PWMJATENG.COM, Surakarta – Arena Pekan Olahraga Mahasiswa Nasional (POMNAS) XIX 2025 di Gedung Edutorium KH Ahmad Dahlan Universitas Muhammadiyah Surakarta (UMS) menjadi saksi lahirnya dua srikandi tangguh di cabang olahraga pencak silat. Mereka adalah Febrila Widya Noer Azizah, pesilat putri Jawa Tengah yang akrab disapa Bela, dan Putu Meisya Tiarani Putri dari Jawa Timur.
Di kontingen Jawa Tengah, Bela dikenal sebagai atlet mungil. Rekan-rekannya bahkan menjulukinya “gantungan kunci” karena tubuhnya kecil. Namun, bagi Bela, sebutan itu justru menjadi perekat kebersamaan. Ia turun di kelas tanding under A putri dengan berat badan di bawah 45 kilogram.
Perkenalannya dengan pencak silat berawal dari sebuah perkelahian kecil saat duduk di bangku kelas 3 SD. Guru olahraganya kemudian menyarankan untuk mencoba pencak silat. Tidak disangka, Bela langsung meraih juara pertama di pertandingan perdana. Sejak saat itu, ia jatuh hati pada olahraga bela diri khas Indonesia tersebut.

━━━━━━━━━━

Yang Perlu Dikerjakan:
- 1) Menurut kutipan teks, julukan apa yang diberikan rekan-rekan Bela kepadanya?
- 2) Sebutkan semua nama kota dan provinsi yang muncul dalam kutipan teks.

Catatan Mentah:

━━━━━━━━━━

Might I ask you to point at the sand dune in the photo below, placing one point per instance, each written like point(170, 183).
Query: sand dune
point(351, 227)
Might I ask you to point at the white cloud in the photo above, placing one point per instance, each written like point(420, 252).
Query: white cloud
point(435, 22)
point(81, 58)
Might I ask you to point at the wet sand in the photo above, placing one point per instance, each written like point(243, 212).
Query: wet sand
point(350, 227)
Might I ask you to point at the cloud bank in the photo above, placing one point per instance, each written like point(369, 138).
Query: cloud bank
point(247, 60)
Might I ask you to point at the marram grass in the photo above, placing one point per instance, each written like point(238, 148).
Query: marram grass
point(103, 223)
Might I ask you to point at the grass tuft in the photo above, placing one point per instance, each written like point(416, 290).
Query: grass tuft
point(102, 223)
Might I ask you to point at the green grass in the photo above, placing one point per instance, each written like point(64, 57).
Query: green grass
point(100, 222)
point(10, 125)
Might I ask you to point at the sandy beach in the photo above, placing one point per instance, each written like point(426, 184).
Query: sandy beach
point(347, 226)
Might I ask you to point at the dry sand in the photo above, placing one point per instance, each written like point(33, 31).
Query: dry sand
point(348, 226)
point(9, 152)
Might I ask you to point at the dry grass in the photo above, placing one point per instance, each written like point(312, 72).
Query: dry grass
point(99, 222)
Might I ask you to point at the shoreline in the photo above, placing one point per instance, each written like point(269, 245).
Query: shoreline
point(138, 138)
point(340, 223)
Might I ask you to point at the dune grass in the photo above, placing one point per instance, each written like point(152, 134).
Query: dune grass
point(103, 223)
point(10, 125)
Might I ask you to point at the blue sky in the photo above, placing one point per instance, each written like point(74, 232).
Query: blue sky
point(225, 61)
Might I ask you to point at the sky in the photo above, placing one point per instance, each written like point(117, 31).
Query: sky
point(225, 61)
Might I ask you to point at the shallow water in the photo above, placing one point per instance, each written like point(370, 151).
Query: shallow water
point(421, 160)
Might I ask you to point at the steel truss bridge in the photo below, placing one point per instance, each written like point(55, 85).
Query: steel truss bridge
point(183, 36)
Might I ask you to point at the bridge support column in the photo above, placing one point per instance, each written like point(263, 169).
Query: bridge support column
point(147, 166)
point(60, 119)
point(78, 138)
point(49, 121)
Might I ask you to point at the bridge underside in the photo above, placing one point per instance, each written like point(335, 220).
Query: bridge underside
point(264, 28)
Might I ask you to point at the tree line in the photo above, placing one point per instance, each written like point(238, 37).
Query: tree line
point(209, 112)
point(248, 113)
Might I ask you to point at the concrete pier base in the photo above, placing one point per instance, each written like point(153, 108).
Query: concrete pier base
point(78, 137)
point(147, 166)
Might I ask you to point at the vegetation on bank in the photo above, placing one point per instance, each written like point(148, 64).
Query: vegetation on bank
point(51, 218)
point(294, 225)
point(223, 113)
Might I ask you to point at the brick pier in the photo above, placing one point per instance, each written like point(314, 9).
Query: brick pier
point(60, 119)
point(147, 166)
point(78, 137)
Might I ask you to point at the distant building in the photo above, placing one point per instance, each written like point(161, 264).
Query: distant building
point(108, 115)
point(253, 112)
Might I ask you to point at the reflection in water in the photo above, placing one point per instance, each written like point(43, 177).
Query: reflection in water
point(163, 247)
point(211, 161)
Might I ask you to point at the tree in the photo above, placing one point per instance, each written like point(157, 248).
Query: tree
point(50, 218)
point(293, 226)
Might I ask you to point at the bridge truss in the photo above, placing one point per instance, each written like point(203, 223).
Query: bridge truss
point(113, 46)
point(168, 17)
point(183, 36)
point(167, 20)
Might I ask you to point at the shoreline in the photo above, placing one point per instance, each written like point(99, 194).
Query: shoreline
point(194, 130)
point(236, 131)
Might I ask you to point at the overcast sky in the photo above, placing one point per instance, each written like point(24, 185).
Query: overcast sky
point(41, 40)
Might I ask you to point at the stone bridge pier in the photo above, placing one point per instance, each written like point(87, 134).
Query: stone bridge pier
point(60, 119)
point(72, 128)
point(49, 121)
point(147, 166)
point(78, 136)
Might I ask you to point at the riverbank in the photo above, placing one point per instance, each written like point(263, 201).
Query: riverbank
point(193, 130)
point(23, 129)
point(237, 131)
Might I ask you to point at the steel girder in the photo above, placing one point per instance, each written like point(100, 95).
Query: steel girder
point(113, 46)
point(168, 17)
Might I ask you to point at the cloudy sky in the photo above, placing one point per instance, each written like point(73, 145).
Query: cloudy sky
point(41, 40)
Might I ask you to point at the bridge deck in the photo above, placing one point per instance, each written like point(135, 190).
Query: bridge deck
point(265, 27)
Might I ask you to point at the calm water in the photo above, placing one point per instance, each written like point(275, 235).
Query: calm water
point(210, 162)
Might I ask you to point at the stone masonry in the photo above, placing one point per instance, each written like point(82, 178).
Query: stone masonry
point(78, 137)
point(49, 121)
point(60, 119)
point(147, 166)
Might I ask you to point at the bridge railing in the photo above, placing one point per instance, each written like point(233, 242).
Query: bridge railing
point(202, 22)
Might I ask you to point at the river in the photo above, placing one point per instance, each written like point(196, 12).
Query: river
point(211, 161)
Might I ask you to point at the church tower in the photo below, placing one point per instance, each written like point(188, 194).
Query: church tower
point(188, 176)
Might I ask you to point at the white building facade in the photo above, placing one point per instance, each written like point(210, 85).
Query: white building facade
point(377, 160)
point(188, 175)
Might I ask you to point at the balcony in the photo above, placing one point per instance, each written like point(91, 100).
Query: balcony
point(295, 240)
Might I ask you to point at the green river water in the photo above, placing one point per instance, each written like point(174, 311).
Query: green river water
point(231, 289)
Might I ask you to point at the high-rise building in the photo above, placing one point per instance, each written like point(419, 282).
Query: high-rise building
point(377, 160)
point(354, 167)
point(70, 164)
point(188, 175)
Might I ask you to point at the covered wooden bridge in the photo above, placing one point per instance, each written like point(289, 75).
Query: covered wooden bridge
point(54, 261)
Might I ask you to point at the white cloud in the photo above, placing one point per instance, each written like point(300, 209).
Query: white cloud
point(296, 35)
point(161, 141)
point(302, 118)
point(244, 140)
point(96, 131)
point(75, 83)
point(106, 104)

━━━━━━━━━━

Jawaban Tugas:
- 1) Rekan-rekannya menjuluki Bela "gantungan kunci".

- 2) Surakarta, Jawa Tengah, dan Jawa Timur.